Point-per-instance localization data
=== Begin Enclosure ===

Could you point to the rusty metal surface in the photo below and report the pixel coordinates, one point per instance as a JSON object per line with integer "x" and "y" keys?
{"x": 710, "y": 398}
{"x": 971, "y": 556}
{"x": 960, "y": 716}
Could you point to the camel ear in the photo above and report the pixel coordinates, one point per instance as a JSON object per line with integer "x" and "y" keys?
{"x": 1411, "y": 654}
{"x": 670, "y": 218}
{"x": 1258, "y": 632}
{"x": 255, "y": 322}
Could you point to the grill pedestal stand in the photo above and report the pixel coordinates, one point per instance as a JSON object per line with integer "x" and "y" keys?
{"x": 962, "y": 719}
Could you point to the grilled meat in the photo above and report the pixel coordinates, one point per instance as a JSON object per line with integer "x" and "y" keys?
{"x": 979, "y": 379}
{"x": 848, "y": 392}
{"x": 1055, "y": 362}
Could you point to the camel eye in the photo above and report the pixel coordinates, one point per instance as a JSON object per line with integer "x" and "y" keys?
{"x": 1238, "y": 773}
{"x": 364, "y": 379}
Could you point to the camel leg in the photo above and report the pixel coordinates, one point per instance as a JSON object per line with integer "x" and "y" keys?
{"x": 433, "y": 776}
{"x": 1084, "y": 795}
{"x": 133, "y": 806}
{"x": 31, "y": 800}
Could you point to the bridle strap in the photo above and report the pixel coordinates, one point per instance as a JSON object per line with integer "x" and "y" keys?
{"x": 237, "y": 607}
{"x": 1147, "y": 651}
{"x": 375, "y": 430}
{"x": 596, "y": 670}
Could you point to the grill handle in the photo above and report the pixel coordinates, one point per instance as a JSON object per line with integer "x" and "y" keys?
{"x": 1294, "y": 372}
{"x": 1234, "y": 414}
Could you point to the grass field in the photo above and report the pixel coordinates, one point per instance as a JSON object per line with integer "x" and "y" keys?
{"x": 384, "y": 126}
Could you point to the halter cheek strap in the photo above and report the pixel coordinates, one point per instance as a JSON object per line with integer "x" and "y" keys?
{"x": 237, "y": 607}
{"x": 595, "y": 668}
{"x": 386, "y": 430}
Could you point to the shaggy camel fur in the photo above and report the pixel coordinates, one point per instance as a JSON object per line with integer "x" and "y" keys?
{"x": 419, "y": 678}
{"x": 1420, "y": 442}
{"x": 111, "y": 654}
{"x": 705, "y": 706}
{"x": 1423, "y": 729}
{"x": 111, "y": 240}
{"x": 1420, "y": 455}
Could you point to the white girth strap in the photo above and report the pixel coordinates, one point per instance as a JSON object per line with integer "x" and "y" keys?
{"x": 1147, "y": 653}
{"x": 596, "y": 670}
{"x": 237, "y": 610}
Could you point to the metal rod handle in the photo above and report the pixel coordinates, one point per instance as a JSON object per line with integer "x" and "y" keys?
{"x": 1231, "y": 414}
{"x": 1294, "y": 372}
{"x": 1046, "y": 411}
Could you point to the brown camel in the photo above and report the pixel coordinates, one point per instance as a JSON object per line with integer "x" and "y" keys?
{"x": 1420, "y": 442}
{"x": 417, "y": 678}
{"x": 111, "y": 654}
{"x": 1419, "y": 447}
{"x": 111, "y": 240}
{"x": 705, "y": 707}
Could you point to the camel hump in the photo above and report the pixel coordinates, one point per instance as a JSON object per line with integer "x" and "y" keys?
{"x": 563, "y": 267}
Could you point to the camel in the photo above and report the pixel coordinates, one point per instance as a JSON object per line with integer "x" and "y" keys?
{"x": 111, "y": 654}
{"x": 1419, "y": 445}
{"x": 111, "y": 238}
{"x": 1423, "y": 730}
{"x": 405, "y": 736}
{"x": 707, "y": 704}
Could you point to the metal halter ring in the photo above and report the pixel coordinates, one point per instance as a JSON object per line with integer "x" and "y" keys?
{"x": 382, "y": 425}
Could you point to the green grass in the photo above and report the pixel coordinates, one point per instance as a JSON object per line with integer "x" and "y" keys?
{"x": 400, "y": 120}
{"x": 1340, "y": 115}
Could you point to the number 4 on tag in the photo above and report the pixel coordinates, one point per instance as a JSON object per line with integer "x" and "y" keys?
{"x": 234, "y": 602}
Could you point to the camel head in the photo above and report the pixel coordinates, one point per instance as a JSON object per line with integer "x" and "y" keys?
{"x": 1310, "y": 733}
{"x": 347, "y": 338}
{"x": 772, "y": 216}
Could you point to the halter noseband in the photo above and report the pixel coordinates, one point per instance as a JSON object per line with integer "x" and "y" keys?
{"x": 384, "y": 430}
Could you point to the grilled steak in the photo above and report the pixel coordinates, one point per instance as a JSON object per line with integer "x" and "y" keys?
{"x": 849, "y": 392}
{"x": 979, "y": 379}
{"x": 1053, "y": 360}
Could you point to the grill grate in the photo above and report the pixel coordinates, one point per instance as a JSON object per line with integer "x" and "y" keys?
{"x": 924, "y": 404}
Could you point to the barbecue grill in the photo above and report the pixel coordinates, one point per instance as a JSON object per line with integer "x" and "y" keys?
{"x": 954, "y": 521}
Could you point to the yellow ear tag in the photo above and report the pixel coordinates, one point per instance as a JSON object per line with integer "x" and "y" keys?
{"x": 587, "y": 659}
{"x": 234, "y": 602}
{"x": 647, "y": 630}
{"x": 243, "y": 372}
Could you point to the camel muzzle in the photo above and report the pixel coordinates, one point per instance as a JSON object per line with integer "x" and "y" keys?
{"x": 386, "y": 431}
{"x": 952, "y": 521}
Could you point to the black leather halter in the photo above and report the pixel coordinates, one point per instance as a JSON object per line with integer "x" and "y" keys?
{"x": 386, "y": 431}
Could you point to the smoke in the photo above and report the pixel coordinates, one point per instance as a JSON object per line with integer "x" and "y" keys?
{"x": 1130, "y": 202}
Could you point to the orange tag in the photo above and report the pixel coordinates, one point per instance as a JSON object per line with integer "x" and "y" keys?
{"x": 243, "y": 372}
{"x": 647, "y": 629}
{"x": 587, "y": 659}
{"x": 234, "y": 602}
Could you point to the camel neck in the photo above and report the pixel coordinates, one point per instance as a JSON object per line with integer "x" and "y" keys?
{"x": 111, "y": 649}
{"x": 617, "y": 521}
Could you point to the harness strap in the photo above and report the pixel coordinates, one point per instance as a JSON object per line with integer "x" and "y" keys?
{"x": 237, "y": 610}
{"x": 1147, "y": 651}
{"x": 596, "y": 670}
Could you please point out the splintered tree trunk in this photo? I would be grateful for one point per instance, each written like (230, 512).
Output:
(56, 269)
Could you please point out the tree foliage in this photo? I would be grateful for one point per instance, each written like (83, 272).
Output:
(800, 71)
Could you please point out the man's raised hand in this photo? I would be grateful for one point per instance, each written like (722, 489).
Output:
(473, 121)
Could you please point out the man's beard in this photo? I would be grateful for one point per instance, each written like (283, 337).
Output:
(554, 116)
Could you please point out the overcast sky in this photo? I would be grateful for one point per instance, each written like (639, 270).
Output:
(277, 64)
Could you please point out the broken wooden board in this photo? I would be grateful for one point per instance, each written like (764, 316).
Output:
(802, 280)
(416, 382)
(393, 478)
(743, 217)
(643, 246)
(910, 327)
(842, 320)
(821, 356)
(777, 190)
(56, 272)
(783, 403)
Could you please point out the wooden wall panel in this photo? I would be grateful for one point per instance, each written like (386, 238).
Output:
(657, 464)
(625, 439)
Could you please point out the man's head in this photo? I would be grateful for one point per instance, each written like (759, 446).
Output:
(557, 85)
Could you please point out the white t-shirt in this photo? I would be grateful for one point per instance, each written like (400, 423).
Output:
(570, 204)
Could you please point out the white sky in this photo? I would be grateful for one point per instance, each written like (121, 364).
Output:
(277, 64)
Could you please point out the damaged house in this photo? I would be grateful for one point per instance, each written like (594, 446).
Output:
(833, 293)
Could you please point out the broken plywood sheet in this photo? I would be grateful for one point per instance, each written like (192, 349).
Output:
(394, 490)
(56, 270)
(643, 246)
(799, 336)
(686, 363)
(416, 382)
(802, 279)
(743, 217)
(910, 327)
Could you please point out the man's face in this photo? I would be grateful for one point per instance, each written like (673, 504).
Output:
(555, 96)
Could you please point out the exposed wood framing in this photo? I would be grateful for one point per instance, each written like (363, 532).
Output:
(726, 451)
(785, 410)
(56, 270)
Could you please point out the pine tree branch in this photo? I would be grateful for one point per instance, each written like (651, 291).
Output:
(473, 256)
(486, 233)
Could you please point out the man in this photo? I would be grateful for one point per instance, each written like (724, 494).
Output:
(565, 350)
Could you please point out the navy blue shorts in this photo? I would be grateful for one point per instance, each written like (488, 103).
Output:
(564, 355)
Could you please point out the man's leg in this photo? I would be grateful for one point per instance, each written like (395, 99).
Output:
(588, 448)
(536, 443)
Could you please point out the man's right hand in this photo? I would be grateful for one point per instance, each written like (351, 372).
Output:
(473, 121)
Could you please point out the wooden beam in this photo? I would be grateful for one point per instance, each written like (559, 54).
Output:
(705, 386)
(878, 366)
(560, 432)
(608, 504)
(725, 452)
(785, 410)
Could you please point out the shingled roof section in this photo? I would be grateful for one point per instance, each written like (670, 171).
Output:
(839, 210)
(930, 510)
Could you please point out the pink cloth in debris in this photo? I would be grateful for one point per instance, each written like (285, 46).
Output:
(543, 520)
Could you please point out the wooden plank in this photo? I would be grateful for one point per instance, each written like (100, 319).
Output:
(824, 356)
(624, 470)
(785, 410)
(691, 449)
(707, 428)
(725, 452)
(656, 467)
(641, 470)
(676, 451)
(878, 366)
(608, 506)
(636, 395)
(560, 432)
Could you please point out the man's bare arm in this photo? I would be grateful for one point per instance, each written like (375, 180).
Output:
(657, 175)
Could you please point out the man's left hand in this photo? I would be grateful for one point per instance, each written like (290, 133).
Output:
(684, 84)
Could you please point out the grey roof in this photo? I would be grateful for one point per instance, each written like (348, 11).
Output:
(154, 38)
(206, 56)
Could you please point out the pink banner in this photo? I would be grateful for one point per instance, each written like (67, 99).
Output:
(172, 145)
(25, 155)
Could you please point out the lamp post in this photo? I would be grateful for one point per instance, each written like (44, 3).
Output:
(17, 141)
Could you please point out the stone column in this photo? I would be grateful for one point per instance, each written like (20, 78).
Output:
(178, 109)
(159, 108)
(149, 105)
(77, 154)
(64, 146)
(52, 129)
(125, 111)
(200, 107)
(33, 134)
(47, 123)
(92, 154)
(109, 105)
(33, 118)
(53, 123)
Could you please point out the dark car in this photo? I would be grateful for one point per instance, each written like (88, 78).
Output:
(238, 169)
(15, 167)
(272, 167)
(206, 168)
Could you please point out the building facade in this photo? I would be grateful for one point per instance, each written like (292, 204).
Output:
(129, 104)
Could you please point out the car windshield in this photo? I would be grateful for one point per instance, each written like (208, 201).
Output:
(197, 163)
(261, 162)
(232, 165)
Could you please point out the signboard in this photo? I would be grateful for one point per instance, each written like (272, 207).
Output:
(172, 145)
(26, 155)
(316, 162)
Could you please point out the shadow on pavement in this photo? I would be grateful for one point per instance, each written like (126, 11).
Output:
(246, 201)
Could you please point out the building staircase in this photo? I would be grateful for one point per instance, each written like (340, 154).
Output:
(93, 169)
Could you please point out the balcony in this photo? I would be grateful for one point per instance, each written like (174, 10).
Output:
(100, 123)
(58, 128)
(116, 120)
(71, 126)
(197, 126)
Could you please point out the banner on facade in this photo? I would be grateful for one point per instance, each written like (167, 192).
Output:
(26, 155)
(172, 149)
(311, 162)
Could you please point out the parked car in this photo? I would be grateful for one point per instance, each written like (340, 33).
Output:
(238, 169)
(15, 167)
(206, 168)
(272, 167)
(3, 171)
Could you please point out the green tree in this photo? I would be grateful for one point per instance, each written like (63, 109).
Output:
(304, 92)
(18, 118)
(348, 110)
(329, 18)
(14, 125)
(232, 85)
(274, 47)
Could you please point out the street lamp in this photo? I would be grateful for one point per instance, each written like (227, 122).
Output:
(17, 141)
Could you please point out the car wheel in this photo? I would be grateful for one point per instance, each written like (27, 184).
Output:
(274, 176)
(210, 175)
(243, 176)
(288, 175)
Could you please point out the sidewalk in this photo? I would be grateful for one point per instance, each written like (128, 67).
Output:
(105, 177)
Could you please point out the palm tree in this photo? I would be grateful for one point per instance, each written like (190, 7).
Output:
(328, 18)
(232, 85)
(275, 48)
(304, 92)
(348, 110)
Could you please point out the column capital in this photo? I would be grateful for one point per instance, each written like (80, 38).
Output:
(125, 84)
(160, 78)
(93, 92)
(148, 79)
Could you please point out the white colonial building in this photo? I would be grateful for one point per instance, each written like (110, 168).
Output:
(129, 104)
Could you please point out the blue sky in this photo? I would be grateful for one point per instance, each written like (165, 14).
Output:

=== End Enclosure ===

→ EXERCISE PROMPT
Where does "building" occur in the data? Copy each line that has it.

→ WRITTEN RESPONSE
Could you please point out the building facade in this photo? I would be grateful for one point per instance, each written like (292, 204).
Could you please point out the building staircase in this photo? I would be grateful for one point per instance, each written like (340, 154).
Could you please point out the white colonial building in this photo? I would be grateful for one point per instance, each written like (110, 168).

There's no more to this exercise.